= TEXT SHOWN =
>>>>

- Born: Romania

Academic background
- Education: MD, 1992, PhD, 2000, Carol Davila University of Medicine and Pharmacy
- Thesis: Particularitatile clinico-biologice ale tumorilor gastrointestinale cu instabilitate a microsatelitilor (2000)

Academic work
- Institutions: MD Anderson Cancer Center

= George A. Calin =

Romanian-American molecular pathologist

George Adrian Călin is a Romanian-American molecular pathologist. He is a Professor in the Department of Translational Molecular Pathology at MD Anderson Cancer Center.

==Early life and education==
Calin was born and raised in the communist state of the Socialist Republic of Romania. He earned his medical degree and PhD at the Carol Davila University of Medicine and Pharmacy in Romania and began a private practice as a gastroenterologist. During this time, he also worked with the Romanian police in the molecular genetics laboratory for the National Forensic Institute. Calin studied cancer genomics at the University of Ferrara under Massimo Negrini from 1997 to 1999 before accepting a post-doctoral fellowship at the Sidney Kimmel Cancer Center, working in the laboratory of Carlo M. Croce.

==Career==
Calin followed Croce to Ohio State University, where they made landmark discoveries in the field of genetics. In 2002, Calin and Croce identified that certain microRNAs were deleted or downregulated in chronic lymphocytic leukemia (CLL). This was the first demonstration that microRNAs could play a direct role in human cancer. Calin eventually left Croce's laboratory in 2007 to join the faculty at the MD Anderson Cancer Center. During his early tenure at the institution, he was named co-director of the Center for RNA Interference and Non-Coding RNAs and became an associate professor of Leukemia. In 2016, Calin was elected a Member of the American Society for Clinical Investigation. In 2020, he was elected a Fellow of the American Association for the Advancement of Science for "his landmark discovery linking human diseases and miRNAs, specifically downregulation of miRNAs in patients with leukemias" and for pioneering "the concept of microRNAs involvement in neurogenesis."

<<<<

= EXCERPTED RECORDS =
>>>>

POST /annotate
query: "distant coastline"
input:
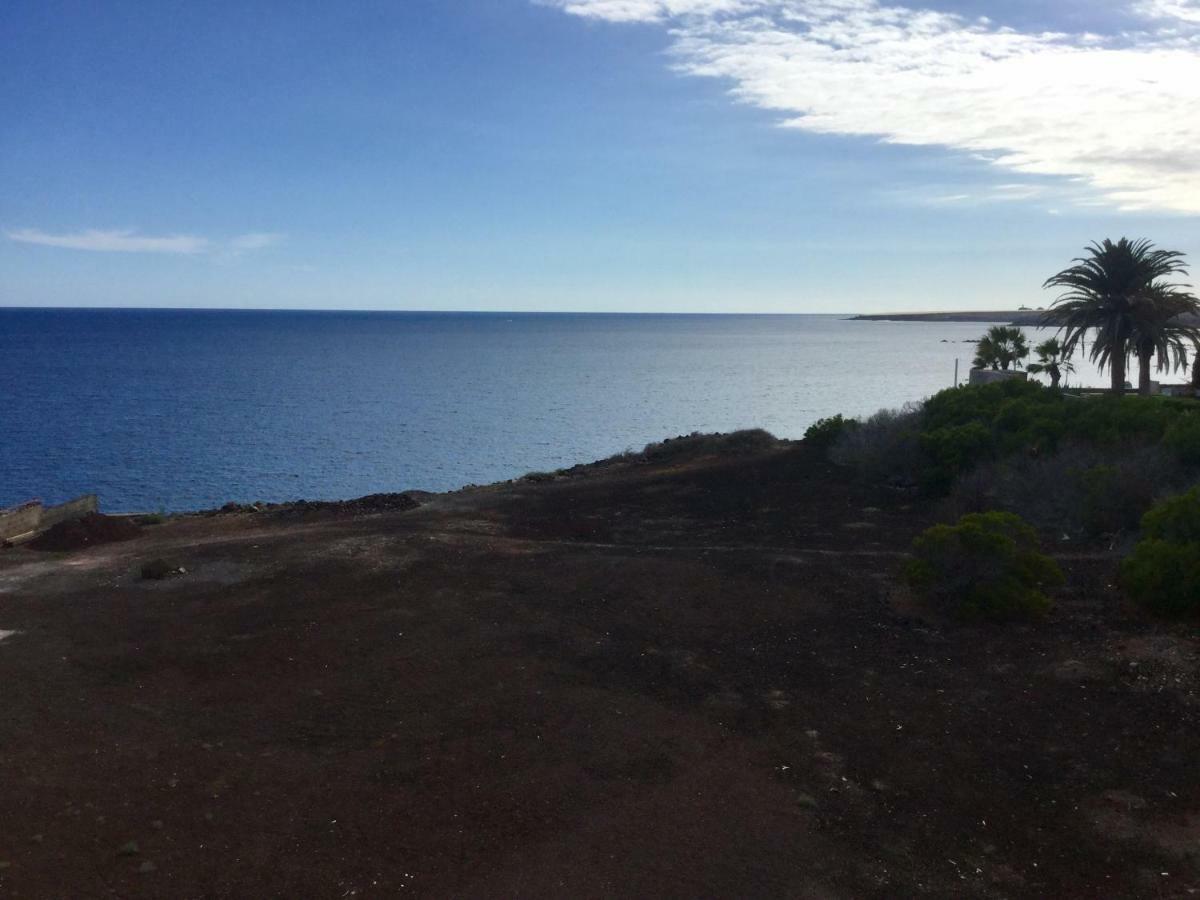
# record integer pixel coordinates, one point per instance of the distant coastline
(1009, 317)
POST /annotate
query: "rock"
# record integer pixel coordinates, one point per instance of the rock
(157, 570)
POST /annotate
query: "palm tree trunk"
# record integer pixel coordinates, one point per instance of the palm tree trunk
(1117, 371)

<<<<
>>>>

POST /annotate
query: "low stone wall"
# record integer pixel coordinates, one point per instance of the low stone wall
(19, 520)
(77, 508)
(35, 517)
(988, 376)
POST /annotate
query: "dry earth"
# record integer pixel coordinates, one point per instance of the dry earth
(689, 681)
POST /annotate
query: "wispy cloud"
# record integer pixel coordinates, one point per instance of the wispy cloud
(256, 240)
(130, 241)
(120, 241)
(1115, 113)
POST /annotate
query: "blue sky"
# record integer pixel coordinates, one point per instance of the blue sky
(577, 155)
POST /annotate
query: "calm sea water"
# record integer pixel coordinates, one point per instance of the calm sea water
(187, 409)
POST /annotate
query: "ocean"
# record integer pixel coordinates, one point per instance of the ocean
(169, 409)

<<<<

= WORK ITEM =
Rewrite the George A. Calin text between "Academic work" and "at MD Anderson Cancer Center.", inclusive, swapping every "MD Anderson Cancer Center" for "M.D. Anderson Cancer Center".

= YOUR RESPONSE =
Academic work
- Institutions: M.D. Anderson Cancer Center

= George A. Calin =

Romanian-American molecular pathologist

George Adrian Călin is a Romanian-American molecular pathologist. He is a Professor in the Department of Translational Molecular Pathology at M.D. Anderson Cancer Center.